*** Opening INPUT DATA ***

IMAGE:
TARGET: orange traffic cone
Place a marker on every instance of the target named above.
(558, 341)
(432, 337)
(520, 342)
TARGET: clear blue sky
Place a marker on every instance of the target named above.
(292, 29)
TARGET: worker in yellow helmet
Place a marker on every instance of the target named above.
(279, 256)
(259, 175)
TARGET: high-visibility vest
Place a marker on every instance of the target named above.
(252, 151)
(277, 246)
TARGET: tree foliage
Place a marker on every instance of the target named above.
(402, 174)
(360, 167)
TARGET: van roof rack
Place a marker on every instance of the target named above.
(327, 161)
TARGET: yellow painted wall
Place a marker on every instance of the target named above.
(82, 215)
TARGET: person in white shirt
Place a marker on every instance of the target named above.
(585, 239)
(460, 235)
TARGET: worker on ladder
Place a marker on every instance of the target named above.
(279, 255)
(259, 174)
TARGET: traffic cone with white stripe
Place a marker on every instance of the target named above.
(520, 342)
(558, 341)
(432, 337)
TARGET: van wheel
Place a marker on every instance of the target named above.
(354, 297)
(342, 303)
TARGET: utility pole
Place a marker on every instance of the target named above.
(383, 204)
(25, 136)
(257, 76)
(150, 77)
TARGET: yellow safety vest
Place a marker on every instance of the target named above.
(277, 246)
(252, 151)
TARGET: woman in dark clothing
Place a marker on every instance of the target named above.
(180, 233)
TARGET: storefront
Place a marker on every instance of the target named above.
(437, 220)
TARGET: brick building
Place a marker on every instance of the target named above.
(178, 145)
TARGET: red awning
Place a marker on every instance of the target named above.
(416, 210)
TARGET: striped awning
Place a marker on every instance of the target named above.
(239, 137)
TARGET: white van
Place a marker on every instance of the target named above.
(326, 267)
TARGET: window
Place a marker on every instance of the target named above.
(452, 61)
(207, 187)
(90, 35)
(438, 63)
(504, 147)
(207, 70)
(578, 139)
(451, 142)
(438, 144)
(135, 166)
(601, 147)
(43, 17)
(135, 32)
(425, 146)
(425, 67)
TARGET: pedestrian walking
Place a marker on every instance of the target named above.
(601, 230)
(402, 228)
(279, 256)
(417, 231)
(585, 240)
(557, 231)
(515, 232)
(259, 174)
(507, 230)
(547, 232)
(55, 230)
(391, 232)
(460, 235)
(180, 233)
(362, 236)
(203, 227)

*** Closing INPUT DATA ***
*** Opening INPUT DATA ***

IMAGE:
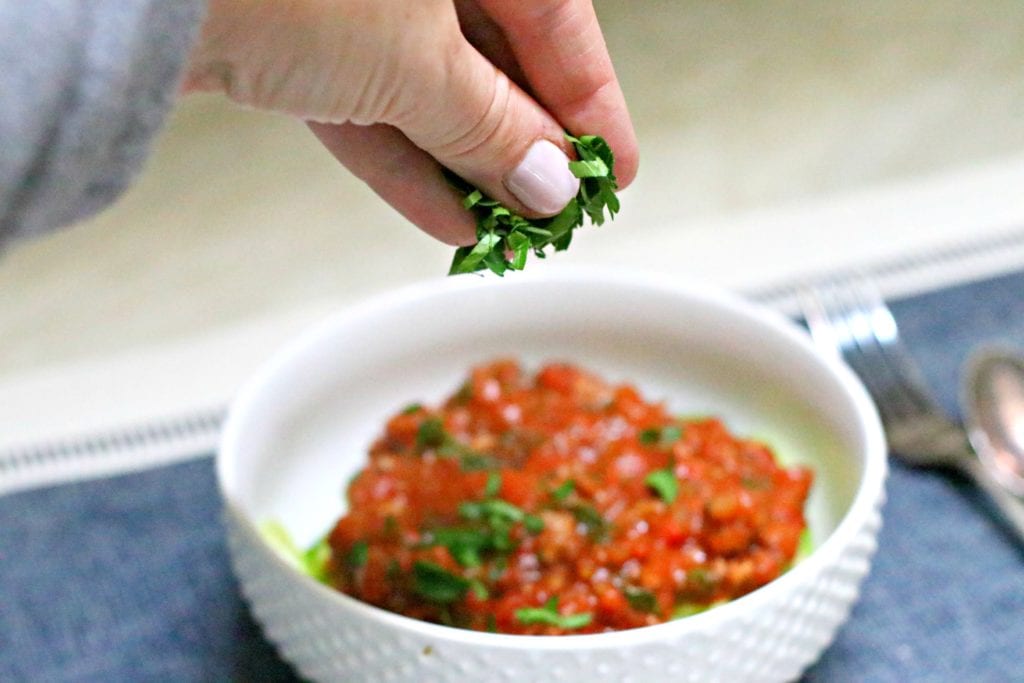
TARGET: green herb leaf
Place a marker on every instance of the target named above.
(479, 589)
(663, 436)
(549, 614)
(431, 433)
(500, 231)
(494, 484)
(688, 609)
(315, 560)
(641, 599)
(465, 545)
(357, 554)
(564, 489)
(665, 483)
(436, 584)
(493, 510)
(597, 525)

*** Closing INPUT DATA ***

» **WHAT NEEDS TO BE DONE**: Copy out each line of the listing that holds the string "awning".

» **TASK ANSWER**:
TARGET: red awning
TARGET: striped awning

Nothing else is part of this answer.